→ **What is required**: In the stretch of lines from the one containing "Tag the tree trunk" through the one containing "[[317, 267], [358, 278], [375, 272]]", substitute "image" for every occurrence of "photo" and reproduce only those lines with nothing else altered. Omit the pictures from your answer.
-- Start Provided records --
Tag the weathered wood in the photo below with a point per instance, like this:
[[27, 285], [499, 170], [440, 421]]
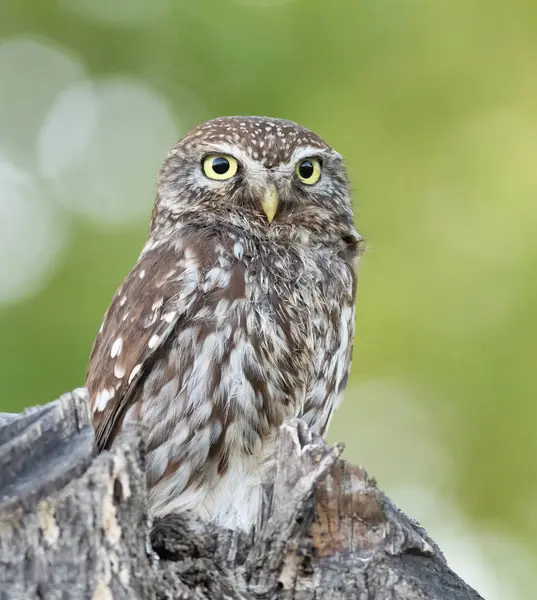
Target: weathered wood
[[73, 524]]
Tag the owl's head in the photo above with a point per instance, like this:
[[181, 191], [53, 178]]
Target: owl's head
[[268, 176]]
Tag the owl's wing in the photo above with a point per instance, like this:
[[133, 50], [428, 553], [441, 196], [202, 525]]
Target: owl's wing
[[144, 311]]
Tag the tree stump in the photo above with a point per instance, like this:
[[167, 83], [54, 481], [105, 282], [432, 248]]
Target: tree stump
[[74, 525]]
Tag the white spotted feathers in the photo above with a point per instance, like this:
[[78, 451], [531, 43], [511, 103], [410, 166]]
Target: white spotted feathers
[[228, 325]]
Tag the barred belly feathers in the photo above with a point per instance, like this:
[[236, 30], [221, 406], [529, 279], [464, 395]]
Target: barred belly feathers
[[238, 315]]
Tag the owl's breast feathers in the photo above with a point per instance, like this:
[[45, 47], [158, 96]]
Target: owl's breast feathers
[[212, 342]]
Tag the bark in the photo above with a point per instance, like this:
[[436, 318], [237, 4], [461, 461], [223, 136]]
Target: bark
[[74, 524]]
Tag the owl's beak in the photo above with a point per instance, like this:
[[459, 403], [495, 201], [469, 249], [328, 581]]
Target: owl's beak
[[270, 202]]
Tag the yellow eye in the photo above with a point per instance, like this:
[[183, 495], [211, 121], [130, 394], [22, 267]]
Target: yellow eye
[[219, 166], [309, 170]]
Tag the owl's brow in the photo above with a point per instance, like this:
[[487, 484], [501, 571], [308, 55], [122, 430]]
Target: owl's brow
[[251, 161]]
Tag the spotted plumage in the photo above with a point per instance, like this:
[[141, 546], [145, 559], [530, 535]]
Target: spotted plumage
[[238, 315]]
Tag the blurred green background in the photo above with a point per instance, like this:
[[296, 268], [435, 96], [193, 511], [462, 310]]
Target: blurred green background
[[433, 104]]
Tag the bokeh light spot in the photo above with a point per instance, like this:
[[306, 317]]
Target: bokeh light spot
[[31, 236], [112, 180]]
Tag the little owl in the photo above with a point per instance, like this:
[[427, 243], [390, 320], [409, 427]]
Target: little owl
[[238, 315]]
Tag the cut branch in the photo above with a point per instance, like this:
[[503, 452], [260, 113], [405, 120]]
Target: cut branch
[[74, 524]]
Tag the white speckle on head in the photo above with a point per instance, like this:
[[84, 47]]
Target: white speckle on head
[[153, 342], [117, 346], [134, 372], [168, 317]]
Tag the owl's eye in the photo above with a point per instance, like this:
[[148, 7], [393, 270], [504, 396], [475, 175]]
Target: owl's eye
[[309, 170], [219, 166]]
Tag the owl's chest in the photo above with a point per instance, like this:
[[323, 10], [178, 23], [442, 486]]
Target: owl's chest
[[280, 302]]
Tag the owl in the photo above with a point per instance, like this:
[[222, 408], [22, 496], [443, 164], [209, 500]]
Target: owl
[[238, 315]]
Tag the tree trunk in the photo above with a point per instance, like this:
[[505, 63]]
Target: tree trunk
[[74, 525]]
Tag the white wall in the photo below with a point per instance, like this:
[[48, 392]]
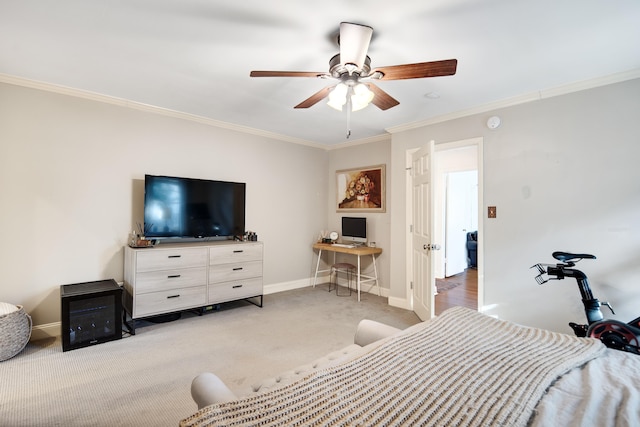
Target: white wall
[[563, 173], [71, 188]]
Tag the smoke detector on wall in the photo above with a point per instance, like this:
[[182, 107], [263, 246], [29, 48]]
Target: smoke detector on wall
[[493, 122]]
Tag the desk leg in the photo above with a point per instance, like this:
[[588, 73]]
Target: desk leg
[[317, 267], [358, 278], [375, 272]]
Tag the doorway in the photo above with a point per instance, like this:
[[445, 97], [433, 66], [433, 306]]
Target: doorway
[[457, 197]]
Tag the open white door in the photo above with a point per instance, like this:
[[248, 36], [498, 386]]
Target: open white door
[[461, 198], [423, 263]]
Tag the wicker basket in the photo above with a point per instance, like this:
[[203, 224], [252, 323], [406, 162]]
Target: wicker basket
[[15, 331]]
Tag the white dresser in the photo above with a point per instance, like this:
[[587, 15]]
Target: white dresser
[[173, 277]]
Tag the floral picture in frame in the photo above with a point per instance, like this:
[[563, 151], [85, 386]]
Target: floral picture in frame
[[361, 189]]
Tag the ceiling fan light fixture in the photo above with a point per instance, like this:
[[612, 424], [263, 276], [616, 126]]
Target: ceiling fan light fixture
[[338, 96]]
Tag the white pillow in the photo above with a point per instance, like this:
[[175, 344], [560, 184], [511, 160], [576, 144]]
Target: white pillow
[[6, 308]]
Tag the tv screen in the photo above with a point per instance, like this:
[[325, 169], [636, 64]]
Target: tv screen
[[193, 208], [354, 229]]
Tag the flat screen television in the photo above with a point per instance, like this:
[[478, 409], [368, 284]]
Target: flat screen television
[[187, 208], [354, 229]]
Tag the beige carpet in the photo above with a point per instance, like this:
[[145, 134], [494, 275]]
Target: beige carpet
[[144, 380]]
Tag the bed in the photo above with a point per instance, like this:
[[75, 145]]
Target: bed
[[460, 368]]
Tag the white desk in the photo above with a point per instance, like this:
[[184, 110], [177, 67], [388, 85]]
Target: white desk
[[358, 251]]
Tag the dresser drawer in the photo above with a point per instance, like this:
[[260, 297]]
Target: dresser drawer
[[152, 281], [166, 259], [234, 271], [237, 289], [240, 252], [169, 301]]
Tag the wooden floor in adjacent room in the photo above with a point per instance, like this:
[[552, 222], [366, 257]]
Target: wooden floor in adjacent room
[[458, 290]]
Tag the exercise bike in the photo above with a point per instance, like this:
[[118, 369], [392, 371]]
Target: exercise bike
[[614, 334]]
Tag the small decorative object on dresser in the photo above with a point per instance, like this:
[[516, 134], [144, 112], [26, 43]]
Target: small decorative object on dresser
[[175, 277]]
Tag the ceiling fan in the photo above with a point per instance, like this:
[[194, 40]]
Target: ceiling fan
[[352, 69]]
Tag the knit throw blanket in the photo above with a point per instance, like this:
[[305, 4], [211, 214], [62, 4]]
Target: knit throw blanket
[[461, 368]]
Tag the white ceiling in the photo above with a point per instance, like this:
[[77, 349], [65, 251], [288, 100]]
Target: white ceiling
[[194, 56]]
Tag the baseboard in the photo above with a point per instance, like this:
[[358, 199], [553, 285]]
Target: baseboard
[[48, 330], [400, 303], [288, 286], [52, 330]]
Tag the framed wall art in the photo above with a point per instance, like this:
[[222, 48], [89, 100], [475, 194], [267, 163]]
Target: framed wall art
[[361, 189]]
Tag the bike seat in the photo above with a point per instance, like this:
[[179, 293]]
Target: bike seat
[[567, 256]]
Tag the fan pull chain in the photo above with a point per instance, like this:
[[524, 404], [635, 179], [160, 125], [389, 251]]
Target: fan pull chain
[[348, 107]]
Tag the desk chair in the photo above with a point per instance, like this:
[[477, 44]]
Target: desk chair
[[344, 267]]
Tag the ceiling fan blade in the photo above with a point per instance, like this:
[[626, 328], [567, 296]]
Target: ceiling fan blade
[[382, 99], [288, 74], [354, 43], [315, 98], [417, 71]]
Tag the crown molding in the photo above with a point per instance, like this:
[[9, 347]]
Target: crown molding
[[93, 96], [517, 100]]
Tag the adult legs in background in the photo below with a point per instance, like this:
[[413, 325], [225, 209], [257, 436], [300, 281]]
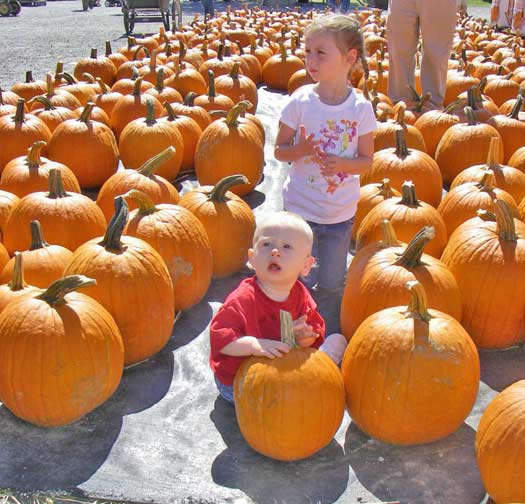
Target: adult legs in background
[[402, 27], [437, 22]]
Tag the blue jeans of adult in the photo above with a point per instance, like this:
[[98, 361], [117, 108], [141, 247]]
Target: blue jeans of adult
[[208, 8], [330, 249]]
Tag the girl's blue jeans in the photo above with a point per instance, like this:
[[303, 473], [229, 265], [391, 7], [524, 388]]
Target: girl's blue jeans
[[330, 249]]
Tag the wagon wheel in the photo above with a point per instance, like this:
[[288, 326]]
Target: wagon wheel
[[127, 25], [15, 7]]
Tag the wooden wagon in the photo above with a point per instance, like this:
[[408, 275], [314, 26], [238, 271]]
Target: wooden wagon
[[140, 11]]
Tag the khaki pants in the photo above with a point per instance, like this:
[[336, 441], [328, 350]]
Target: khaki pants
[[436, 21]]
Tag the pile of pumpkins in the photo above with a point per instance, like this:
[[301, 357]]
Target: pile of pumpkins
[[436, 273]]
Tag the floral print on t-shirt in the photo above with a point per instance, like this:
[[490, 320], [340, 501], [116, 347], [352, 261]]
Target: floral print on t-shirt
[[335, 137]]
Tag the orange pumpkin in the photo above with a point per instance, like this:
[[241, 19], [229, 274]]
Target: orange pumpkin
[[75, 354], [411, 373]]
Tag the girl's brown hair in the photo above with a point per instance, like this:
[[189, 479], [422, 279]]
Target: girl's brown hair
[[346, 31]]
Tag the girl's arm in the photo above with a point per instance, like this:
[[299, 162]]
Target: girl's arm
[[287, 150], [331, 164]]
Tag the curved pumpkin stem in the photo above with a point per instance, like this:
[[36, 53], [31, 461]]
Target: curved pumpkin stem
[[37, 237], [418, 306], [54, 294], [56, 188], [33, 159], [505, 226], [411, 257], [218, 193], [17, 282], [408, 194], [151, 165], [388, 235], [112, 237], [144, 202], [287, 334]]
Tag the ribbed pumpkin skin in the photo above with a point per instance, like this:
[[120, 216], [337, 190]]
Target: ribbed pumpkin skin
[[377, 282], [157, 188], [89, 149], [408, 382], [290, 407], [69, 221], [134, 285], [490, 274], [181, 240], [229, 226], [224, 150], [500, 444], [75, 354]]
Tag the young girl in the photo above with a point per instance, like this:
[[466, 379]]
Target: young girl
[[326, 132]]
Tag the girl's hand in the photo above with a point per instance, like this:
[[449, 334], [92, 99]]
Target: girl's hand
[[269, 348], [306, 144], [304, 334]]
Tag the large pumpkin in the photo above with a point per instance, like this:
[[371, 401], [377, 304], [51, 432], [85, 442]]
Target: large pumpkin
[[289, 407], [228, 221], [230, 146], [411, 374], [133, 284], [180, 239], [500, 444], [72, 347]]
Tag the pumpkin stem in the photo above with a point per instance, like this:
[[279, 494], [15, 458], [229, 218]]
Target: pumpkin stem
-- End Provided records --
→ **Answer to this problem**:
Tag the tree trunk in the image above with a point per instance, like this:
[[505, 63]]
Target: tree trunk
[[74, 525]]
Tag the white wall in the image below with a point per instance, like this:
[[48, 392]]
Target: white wall
[[563, 173], [71, 188]]
Tag the smoke detector on wall in the image above with a point per instance, like this:
[[182, 107], [263, 246], [29, 48]]
Target: smoke detector on wall
[[493, 122]]
Tag the desk leg in the image above with a point per instance, like this:
[[588, 73]]
Target: desk leg
[[317, 267], [358, 278], [375, 272]]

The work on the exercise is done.